(Excerpts of location labeling data)

= = = = = = =

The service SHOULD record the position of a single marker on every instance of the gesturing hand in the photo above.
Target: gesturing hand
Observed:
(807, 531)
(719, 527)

= = = = = = =

The task — Please write out the records above word for word, keeping every line unchanged.

Reply to the task —
The service SHOULD record the position of a single marker on every instance of the gesturing hand in the photo above.
Target: gesturing hand
Observed:
(807, 531)
(719, 527)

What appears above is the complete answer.